Fortunately for employees who do not receive paid sick leave or time off, NWCCD hopes to lessen the financial burden of the closure.

“We are committed to paying our part-time employees and part-time student-employees that have a regular ongoing schedule this semester, even if they are unable to work,” Tribley said.

“For those able to work, even if hours are limited, [they] will be paid based on average hours worked prior to the closure (unless, of course, [they]’ve worked more hours). We are committed to this through the end of this fiscal year (June 30, 2020) for employees and through the end of the semester (May 22, 2020) for student-employees,” he said.

Simons said she has some concerns about online education not being as high of quality as face-to-face instruction would have been.

“Sometimes teachers have a better way of putting things in person,” Simons said. “You can communicate easier in face-to-face learning, and in classes such as anatomy and physiology and chemistry we like to do hands-on work. It just helps us better understand through seeing it and handling it.”

Simons said the college has done a “really good job” of communicating with students.

“I appreciate that they have updates online and post answers to frequently asked questions,” Simons said. “They’re sending out mass emails, which is great because we can hear directly from the president.”

Simons said she had a feeling the college would be closing when she, as a student ambassador, had to stop giving tours. Tours were canceled about a week before spring break, and Simons isn’t sure how the college is now going to host orientation for incoming students. Simons said many of her peers wish the college could remain open because they enjoy being on campus and socializing.

“A lot of us were finally getting into the routine of college,” Simons said.

She and her peers wanted to spend time together before people transferred to universities or went into the workforce, but she and her friends accept the closure is necessary to prevent more people from getting sick.

**INFORMATION SUPPLIED**
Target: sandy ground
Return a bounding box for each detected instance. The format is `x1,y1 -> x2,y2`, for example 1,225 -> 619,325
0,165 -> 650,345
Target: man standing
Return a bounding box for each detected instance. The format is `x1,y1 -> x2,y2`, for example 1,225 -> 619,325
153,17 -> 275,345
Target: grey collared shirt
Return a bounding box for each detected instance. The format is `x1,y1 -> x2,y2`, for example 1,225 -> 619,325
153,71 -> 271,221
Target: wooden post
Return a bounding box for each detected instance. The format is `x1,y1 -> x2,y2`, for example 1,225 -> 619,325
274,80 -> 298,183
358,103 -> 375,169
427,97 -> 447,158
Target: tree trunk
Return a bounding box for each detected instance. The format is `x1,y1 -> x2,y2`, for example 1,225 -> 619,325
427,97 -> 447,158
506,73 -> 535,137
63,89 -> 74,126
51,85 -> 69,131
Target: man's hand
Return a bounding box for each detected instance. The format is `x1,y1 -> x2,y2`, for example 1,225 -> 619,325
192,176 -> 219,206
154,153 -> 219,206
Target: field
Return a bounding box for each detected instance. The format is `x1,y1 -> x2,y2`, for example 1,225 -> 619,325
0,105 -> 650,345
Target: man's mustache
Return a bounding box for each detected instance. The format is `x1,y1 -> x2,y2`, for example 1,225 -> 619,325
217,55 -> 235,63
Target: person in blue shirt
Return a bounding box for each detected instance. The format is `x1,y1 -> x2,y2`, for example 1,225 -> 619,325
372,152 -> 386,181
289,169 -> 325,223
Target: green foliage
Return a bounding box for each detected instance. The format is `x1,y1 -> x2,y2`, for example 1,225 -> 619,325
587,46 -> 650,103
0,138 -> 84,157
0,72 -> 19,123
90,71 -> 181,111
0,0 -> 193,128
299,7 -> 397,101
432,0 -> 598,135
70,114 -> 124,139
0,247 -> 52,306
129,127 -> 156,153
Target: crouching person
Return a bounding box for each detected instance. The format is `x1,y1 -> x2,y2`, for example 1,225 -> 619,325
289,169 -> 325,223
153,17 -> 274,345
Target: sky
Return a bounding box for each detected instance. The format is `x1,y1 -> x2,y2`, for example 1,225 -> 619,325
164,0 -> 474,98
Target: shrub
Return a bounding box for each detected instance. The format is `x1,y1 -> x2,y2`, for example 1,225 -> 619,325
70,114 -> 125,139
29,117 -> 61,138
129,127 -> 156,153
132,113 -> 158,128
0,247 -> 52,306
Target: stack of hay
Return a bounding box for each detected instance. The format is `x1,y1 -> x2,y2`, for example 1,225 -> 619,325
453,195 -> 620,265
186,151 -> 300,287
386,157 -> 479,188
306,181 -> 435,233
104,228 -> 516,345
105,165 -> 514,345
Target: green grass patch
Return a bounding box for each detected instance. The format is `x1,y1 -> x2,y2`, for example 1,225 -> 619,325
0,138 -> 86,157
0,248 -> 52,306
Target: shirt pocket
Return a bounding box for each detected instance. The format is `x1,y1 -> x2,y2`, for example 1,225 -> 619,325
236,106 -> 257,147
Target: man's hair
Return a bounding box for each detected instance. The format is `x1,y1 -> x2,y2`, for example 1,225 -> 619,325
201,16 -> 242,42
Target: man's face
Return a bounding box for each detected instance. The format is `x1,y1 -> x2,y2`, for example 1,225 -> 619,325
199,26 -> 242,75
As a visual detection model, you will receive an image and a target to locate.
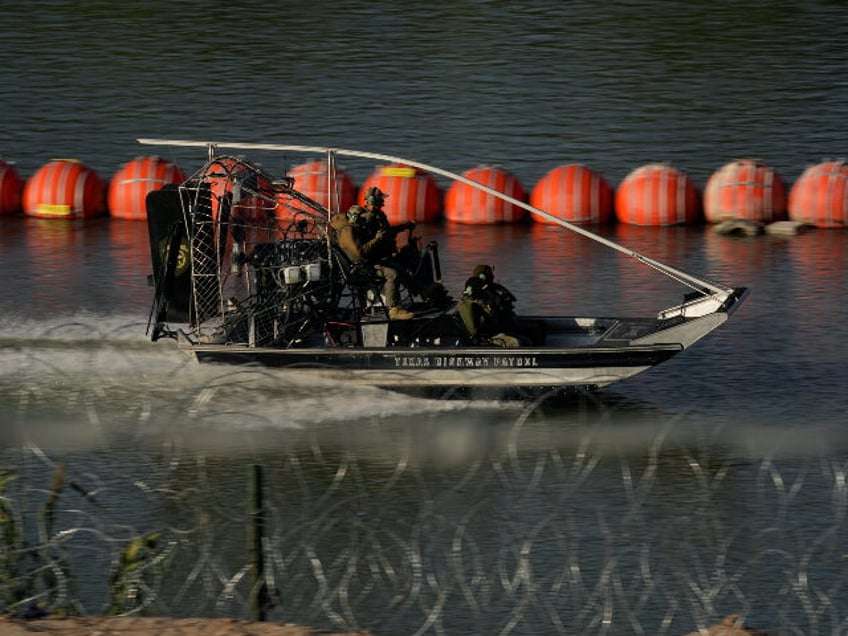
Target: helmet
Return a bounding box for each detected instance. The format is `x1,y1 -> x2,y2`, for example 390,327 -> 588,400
462,276 -> 483,298
365,186 -> 388,206
473,265 -> 495,283
347,205 -> 366,225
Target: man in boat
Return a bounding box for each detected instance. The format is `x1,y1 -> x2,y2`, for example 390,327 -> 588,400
330,187 -> 415,320
457,276 -> 521,349
459,264 -> 545,347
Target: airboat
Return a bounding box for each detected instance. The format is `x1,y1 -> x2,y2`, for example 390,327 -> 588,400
138,139 -> 746,390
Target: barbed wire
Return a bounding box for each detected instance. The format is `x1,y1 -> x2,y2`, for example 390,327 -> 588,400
0,318 -> 848,635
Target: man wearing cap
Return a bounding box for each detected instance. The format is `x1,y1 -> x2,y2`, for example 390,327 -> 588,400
338,186 -> 415,320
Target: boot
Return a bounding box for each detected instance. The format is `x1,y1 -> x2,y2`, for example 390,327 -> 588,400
389,305 -> 415,320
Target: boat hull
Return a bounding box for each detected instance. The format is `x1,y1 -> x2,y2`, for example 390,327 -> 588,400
184,343 -> 683,388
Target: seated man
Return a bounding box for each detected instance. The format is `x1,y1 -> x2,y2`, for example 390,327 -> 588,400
459,265 -> 544,347
457,276 -> 520,348
330,188 -> 414,320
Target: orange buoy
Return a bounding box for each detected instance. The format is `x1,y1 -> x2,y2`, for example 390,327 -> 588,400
201,156 -> 278,223
277,161 -> 356,220
358,163 -> 442,223
0,159 -> 24,216
445,166 -> 528,224
704,159 -> 786,223
107,156 -> 186,221
530,164 -> 612,223
789,161 -> 848,228
23,159 -> 107,219
615,163 -> 701,225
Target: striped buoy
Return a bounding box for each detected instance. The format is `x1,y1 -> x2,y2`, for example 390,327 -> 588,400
201,156 -> 277,223
0,159 -> 24,216
789,161 -> 848,228
107,156 -> 186,221
277,161 -> 356,220
23,159 -> 107,219
530,164 -> 612,223
704,159 -> 786,223
358,163 -> 442,224
445,166 -> 528,224
615,163 -> 701,225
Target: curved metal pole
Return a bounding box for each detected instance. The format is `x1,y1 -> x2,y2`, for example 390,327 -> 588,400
137,139 -> 733,294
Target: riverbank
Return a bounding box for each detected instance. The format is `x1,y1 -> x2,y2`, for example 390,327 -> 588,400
0,616 -> 369,636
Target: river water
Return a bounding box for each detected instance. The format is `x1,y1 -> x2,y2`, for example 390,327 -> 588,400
0,0 -> 848,634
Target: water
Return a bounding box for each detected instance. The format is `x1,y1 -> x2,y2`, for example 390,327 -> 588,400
0,0 -> 848,634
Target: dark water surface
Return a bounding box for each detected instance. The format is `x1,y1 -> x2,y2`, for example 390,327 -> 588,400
0,0 -> 848,634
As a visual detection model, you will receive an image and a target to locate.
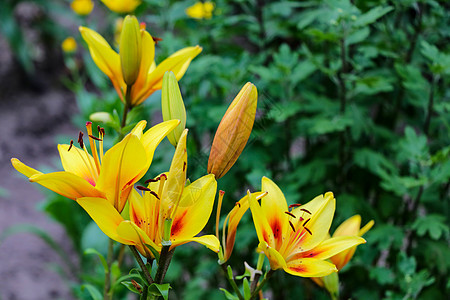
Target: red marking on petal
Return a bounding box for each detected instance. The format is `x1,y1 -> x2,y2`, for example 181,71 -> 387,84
170,210 -> 187,235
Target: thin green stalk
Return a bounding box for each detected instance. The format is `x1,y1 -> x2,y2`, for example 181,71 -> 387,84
155,245 -> 174,284
250,269 -> 275,300
220,264 -> 244,300
130,246 -> 153,285
103,239 -> 114,300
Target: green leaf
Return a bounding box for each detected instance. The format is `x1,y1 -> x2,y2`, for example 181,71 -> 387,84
412,214 -> 449,240
81,284 -> 103,300
243,278 -> 252,300
353,6 -> 394,27
369,267 -> 395,285
148,283 -> 171,300
220,288 -> 239,300
84,248 -> 109,273
121,281 -> 141,294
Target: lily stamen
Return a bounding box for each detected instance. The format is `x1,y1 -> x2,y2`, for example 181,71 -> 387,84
284,211 -> 296,218
67,140 -> 73,152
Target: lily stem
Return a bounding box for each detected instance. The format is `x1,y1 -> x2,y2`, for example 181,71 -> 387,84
250,269 -> 275,300
220,264 -> 244,300
130,246 -> 153,285
103,239 -> 114,300
155,245 -> 174,284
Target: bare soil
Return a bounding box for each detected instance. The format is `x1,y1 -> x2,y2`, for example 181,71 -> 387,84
0,48 -> 77,300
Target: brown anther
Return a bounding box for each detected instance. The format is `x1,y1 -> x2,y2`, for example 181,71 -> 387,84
303,218 -> 311,227
152,36 -> 162,45
288,203 -> 302,209
289,221 -> 295,232
136,185 -> 152,192
145,177 -> 159,184
67,140 -> 73,152
89,134 -> 103,141
150,191 -> 161,200
131,279 -> 142,294
78,131 -> 84,149
303,227 -> 312,235
284,211 -> 296,218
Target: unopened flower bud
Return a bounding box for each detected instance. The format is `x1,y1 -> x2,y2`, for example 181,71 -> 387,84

**EXERCISE TASKS**
1. According to the NWCCD closure text, through what date is the college committed to paying its student-employees?
2. Put the lines of the listing from the line with "Target: green grass patch" up to and including the line with "330,188 -> 414,320" into a JSON list of strings, one string per line, with blank lines skipped. Leave the pictures out of the answer.

**OUTPUTS IN ORDER**
1. Through the end of the semester, May 22, 2020.

2.
[
  "Target: green grass patch",
  "Return a bounding box for each detected instance. The format is `x1,y1 -> x2,y2`, for example 1,225 -> 619,325",
  "0,138 -> 86,157",
  "0,248 -> 52,306",
  "Target: shirt pocket",
  "Return a bounding box for each detected instance. The format is `x1,y1 -> x2,y2`, for example 1,225 -> 619,325",
  "236,106 -> 257,147",
  "Target: man's hair",
  "Return a bounding box for each detected instance. The format is `x1,y1 -> x2,y2`, for example 1,225 -> 619,325",
  "201,16 -> 242,42",
  "Target: man's face",
  "Return a bounding box for each detected instance. The format is `x1,y1 -> x2,y2`, for example 1,225 -> 619,325",
  "199,26 -> 242,75",
  "As a visual detection model, you will receive an image and a target to locate.",
  "Target: helmet",
  "Return a bounding box for each detected instance. The format is `x1,y1 -> x2,y2`, for example 390,327 -> 588,400",
  "462,276 -> 483,298",
  "365,186 -> 388,206",
  "473,265 -> 495,283",
  "347,205 -> 366,225",
  "Target: man in boat",
  "Return a bounding box for each detected instance. The format is `x1,y1 -> x2,y2`, for example 390,327 -> 588,400",
  "330,187 -> 415,320",
  "457,276 -> 521,349",
  "459,264 -> 545,347",
  "Target: airboat",
  "Return a bounding box for each detected instance. The format is `x1,y1 -> x2,y2`, for example 390,327 -> 588,400",
  "138,139 -> 746,390",
  "Target: barbed wire",
  "Return a bounding box for each detected instance. The format is `x1,y1 -> x2,y2`, for example 390,327 -> 588,400",
  "0,318 -> 848,635",
  "Target: man wearing cap",
  "Return a bounding box for each detected instance. The format is `x1,y1 -> x2,y2`, for example 390,327 -> 588,400",
  "338,186 -> 415,320",
  "Target: boot",
  "Return a bounding box for each detected instance. The format is `x1,y1 -> x2,y2`, for example 390,327 -> 588,400",
  "389,305 -> 415,320",
  "Target: boat hull",
  "Return a bounding box for each detected instance. The format is `x1,y1 -> x2,y2`, for example 390,327 -> 588,400",
  "184,343 -> 683,388",
  "Target: seated man",
  "Return a bounding box for each detected instance. The format is `x1,y1 -> x2,y2`, for example 390,327 -> 588,400",
  "459,265 -> 544,347",
  "457,276 -> 520,348",
  "330,188 -> 414,320"
]